[Enunciado do exercício]
De acordo com o texto dado, qual filme representa neste ano a categoria do "filme para chorar"?

[Texto dado]
....................
Entre todos os gêneros está o chamado "filme para chorar". E essa categoria conseguiu emplacar um representante neste ano. Trata-se de "Lion - uma jornada para casa". 

É preciso ter um coração de pedra, é preciso ser uma Cersei Lannister para não se emocionar com essa história. A Corneta mesmo fez um esforço enorme, mas foi inevitável escorrer uma lagriminha do canto direito do olho esquerdo. Tudo culpa do efeito família + drama + imagens idílicas + pianinho meloso na trilha sonora. 

Ainda bem que jamais nos deixamos tomar pela emoção na hora de fazer a avaliação criteriosa. Logo, vamos falar aqui algumas VERDADES. "Lion" é um filmezinho meia-boca com um protagonista que não me convenceu nem por dois segundos com seu sofrimento e caras de quem está padecendo de dor de barriga e precisando desesperadamente de um Imosec.
....................
[Dados fornecidos]
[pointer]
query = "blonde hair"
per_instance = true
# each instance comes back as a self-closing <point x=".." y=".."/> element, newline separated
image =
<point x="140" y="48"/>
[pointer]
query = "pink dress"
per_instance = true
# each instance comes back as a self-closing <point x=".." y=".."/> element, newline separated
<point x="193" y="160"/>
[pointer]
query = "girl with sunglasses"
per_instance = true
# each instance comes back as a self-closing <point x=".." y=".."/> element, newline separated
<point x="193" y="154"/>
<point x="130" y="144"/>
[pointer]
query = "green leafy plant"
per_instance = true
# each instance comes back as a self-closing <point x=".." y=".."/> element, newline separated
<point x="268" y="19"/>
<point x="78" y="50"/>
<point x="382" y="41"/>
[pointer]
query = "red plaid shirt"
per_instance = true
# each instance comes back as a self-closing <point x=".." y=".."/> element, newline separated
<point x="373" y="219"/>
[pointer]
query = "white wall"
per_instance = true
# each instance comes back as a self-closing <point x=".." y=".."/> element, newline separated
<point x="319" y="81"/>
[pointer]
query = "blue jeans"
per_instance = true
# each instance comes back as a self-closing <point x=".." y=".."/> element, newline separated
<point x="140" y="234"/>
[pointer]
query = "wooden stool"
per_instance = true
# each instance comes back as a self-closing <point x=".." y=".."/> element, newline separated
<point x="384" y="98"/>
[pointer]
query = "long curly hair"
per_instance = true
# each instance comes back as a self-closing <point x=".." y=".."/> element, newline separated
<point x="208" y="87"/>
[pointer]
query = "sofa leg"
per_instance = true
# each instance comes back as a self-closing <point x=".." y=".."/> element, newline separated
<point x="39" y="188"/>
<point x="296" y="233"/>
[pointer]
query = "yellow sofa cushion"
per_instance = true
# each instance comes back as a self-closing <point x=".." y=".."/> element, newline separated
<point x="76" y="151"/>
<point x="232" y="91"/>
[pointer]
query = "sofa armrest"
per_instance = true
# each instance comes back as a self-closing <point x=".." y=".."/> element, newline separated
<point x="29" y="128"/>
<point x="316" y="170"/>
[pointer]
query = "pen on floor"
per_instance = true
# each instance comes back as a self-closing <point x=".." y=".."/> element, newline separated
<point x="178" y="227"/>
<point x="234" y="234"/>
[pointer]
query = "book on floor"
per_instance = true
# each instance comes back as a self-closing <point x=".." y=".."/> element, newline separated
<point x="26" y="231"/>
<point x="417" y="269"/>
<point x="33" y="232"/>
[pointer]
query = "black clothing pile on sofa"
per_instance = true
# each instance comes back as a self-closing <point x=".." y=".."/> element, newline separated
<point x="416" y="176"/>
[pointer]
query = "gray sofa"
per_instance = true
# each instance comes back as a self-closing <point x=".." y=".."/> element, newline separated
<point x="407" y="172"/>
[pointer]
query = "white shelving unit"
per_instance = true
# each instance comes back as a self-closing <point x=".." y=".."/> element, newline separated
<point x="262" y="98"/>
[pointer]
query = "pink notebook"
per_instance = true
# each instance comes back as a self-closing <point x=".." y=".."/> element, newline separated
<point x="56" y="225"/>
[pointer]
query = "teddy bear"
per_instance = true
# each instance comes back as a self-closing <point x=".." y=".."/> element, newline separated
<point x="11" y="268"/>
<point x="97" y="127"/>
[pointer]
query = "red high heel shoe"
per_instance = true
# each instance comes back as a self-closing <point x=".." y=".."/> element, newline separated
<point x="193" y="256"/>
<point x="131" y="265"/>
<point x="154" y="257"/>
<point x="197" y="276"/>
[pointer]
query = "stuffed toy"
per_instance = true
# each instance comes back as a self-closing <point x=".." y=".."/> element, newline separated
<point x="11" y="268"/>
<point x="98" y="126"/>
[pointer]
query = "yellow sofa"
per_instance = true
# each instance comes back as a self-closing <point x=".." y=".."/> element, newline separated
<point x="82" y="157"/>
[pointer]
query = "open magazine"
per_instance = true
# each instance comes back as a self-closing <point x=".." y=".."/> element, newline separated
....................
[Resolução da tarefa]
"Lion - uma jornada para casa".